* start Materials provided *

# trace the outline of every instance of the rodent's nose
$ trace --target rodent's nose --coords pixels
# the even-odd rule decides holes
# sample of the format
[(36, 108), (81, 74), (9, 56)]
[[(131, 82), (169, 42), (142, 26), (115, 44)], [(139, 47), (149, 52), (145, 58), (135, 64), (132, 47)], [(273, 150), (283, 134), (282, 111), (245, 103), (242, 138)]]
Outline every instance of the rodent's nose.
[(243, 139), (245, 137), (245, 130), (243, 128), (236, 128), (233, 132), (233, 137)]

* end Materials provided *

▶ [Set task]
Reproduce every line of the records above word for word, with no changes.

▶ [Solution to this task]
# trace the outline of every instance of the rodent's nose
$ trace --target rodent's nose --coords pixels
# the even-odd rule decides holes
# sample of the format
[(36, 108), (81, 74), (9, 56)]
[[(131, 82), (169, 42), (142, 26), (115, 44)], [(139, 47), (149, 52), (145, 58), (135, 64), (132, 47)], [(273, 150), (283, 134), (282, 111), (245, 103), (242, 138)]]
Outline every instance of the rodent's nose.
[(243, 139), (245, 137), (245, 130), (243, 128), (236, 128), (233, 132), (233, 137)]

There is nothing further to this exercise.